• [SHORT TASK 1] Please rewrite the rows that follow the post as a JSON list of strings, with one string for each line and no blank lines. Leave the picture out.

• [ARTICLE]
* START *

You are viewing a plain text version of this content. The canonical link for it is here.
Posted to solr-user@lucene.apache.org by Dileepa Jayakody <di...@gmail.com> on 2013/11/02 22:51:18 UTC

Writing a Solr custom analyzer to post content to Stanbol {was: Need additional data processing in Data Import Handler prior to indexing}

Hi All,

I went through possible solutions for my requirement of triggering a
Stanbol enhancement during Solr indexing, and I got the requirement
simplified.

I only need to process the field named "content" to perform the Stanbol
enhancement to extract Person and Organizations.
So I think it will be easier to do the Stanbol request during indexing the
"content" field , after the data is imported (from DIH).

I think the best solution will be to write a custom Analyzer to process the
content and post it to Stanbol.
In the analyzer I also need to process the Stanbol enhancement response.
The response should be processed as a new document to index and store the
identified Person and Organization entities in a field called
"extractedEntities".

So my current idea is as follows;

in the schema.xml

<copyField source="content" dest="stanbolRequest" />

<field name="stanbolRequest" type="stanbolRequestType" indexed="true"
stored="true" docValues="true"required="false"/>

 <fieldType name="stanbolRequestType" class="solr.TextField">
  <analyzer class="MyCustomAnalyzer"/>
 </fieldType>

In the : MyCustomAnalyzer class the content will be posted and enhanced
from Stanbol. The Person and Organization entities in the response should
be indexed into the Solr field "extractedEntities".
Am I going in the correct path for my requirement? Please share your ideas.
Appreciate any relevant pointers to samples/documentation.

Thanks,
Dileea

On Wed, Oct 30, 2013 at 11:26 AM, Dileepa Jayakody <
dileepajayakody@gmail.com> wrote:

> Thanks guys for your ideas.

* END *

• [MATERIALS PROVIDED]
* START *

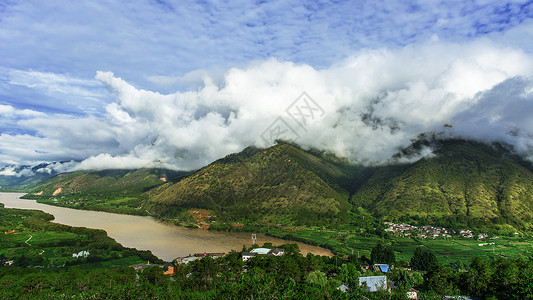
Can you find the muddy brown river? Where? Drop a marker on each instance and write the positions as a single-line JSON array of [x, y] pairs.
[[166, 241]]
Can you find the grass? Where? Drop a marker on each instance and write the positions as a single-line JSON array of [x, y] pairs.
[[29, 239]]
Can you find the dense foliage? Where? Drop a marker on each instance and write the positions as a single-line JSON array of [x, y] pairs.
[[382, 254], [291, 276], [30, 239], [462, 184]]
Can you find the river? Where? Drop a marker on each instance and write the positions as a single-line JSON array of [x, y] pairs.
[[166, 241]]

* END *

• [SHORT TASK 2] Translate this sentence from the post into Spanish: "I only need to process the field named 'content' to perform the Stanbol enhancement to extract Person and Organizations."

• [COMPLETE OUTPUT 1]
[
  "Can you find the muddy brown river? Where? Drop a marker on each instance and write the positions as a single-line JSON array of [x, y] pairs.",
  "[[166, 241]]",
  "Can you find the grass? Where? Drop a marker on each instance and write the positions as a single-line JSON array of [x, y] pairs.",
  "[[29, 239]]",
  "Can you find the dense foliage? Where? Drop a marker on each instance and write the positions as a single-line JSON array of [x, y] pairs.",
  "[[382, 254], [291, 276], [30, 239], [462, 184]]",
  "Can you find the river? Where? Drop a marker on each instance and write the positions as a single-line JSON array of [x, y] pairs.",
  "[[166, 241]]"
]

• [COMPLETE OUTPUT 2] Solo necesito procesar el campo llamado "content" para realizar el enriquecimiento de Stanbol y extraer personas y organizaciones.